[Given passage]
═══

### The following topics are covered in this Notebook:

- Downloading a real-world dataset from a Kaggle competition
- Performing feature engineering and prepare the dataset for training
- Training and interpreting a gradient boosting model using XGBoost
- Training with KFold cross validation and ensembling results
- Configuring the gradient boosting model and tuning hyperparamters

## Problem Statement

This notebook takes a practical and coding-focused approach. We'll learn gradient boosting by applying it to a real-world dataset from the [Rossmann Store Sales](https://www.kaggle.com/c/rossmann-store-sales) competition on Kaggle:

> Rossmann operates over 3,000 drug stores in 7 European countries. Currently, Rossmann store managers are tasked with predicting their daily sales for up to six weeks in advance. Store sales are influenced by many factors, including promotions, competition, school and state holidays, seasonality, and locality. 
>
>
> With thousands of individual managers predicting sales based on their unique circumstances, the accuracy of results can be quite varied. You are provided with historical sales data for 1,115 Rossmann stores. The task is to forecast the "Sales" column for the test set. Note that some stores in the dataset were temporarily closed for refurbishment.
>
> View and download the data here: https://www.kaggle.com/c/rossmann-store-sales/data

In [None]:
#import kaggle 
import warnings
warnings.filterwarnings('ignore')

In [None]:
#!kaggle datasets list -s rossman-store-sales

In [None]:
#!kaggle datasets download realvinay/rossmann-store-sales

In [None]:
#!unzip rossmann-store-sales.zip

In [None]:
import pandas as pd
import numpy as np

pd.set_option('display.max_columns', 200)
pd.set_option('display.max_rows', 200)

In [None]:
store_df =  pd.read_csv('../input/rossmann-store-sales/store.csv');
ross_df = pd.read_csv('../input/rossmann-store-sales/train.csv', low_memory = False);
test_df = pd.read_csv('../input/rossmann-store-sales/test.csv');
submission_df = pd.read_csv('../input/rossmann-store-sales/sample_submission.csv');

In [None]:
store_df

In [None]:
ross_df

In [None]:
submission_df

Let's merge the information from `store_df` into `train_df` and `test_df`.

In [None]:
merged_df = ross_df.merge(store_df, how = 'left', on = 'Store')
merged_test_df = test_df.merge(store_df, how = 'left', on = 'Store')

# Checking the merged dataset :
merged_df.head()

# Visual Analysis

## Sales :

In [None]:
import matplotlib.pyplot as plt 
import seaborn as sns
%matplotlib inline 
plt.style.use('seaborn-whitegrid')

In [None]:
plt.figure(figsize=(12,6), dpi = 80)
plt.title('Sales Distribution', fontsize=15)
sns.distplot(merged_df['Sales'].sample(17000), hist = False, color = 'seagreen')
plt.legend(['sales']);

### Notes :
- Huge outliers
- Data is skewed. No normal distribution of data.

## Store sales :

In [None]:
print(merged_df['StoreType'].unique())

═══

[Data lines]
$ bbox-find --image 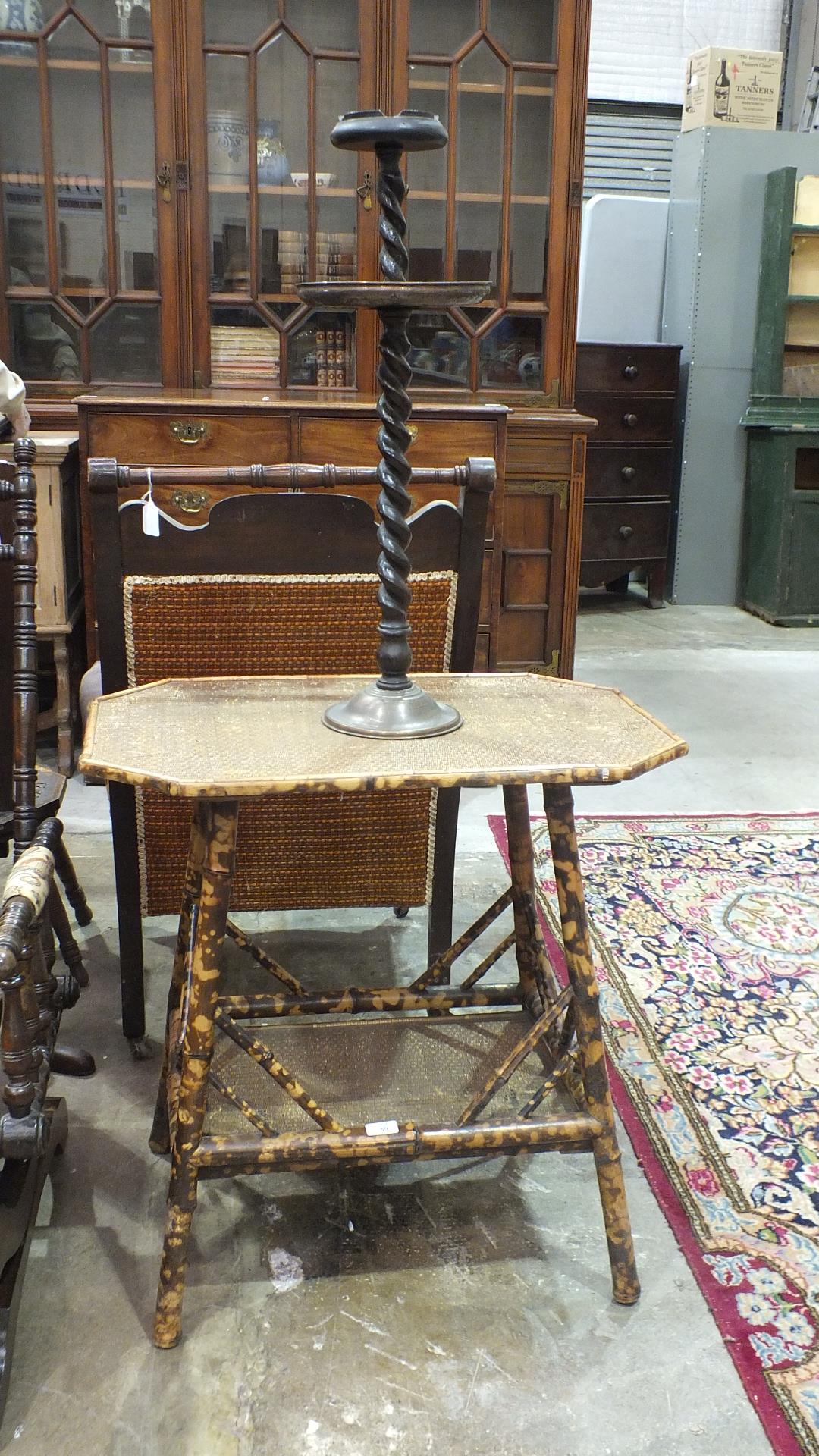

═══

[What to work on] Reproduce the part of the Rossmann sales notebook between "This notebook takes" and "closed for refurbishment.", inclusive. The lines were taken from a separate source and are unrelated to the Rossmann sales notebook.

[Answer in full]
This notebook takes a practical and coding-focused approach. We'll learn gradient boosting by applying it to a real-world dataset from the [Rossmann Store Sales](https://www.kaggle.com/c/rossmann-store-sales) competition on Kaggle:

> Rossmann operates over 3,000 drug stores in 7 European countries. Currently, Rossmann store managers are tasked with predicting their daily sales for up to six weeks in advance. Store sales are influenced by many factors, including promotions, competition, school and state holidays, seasonality, and locality. 
>
>
> With thousands of individual managers predicting sales based on their unique circumstances, the accuracy of results can be quite varied. You are provided with historical sales data for 1,115 Rossmann stores. The task is to forecast the "Sales" column for the test set. Note that some stores in the dataset were temporarily closed for refurbishment.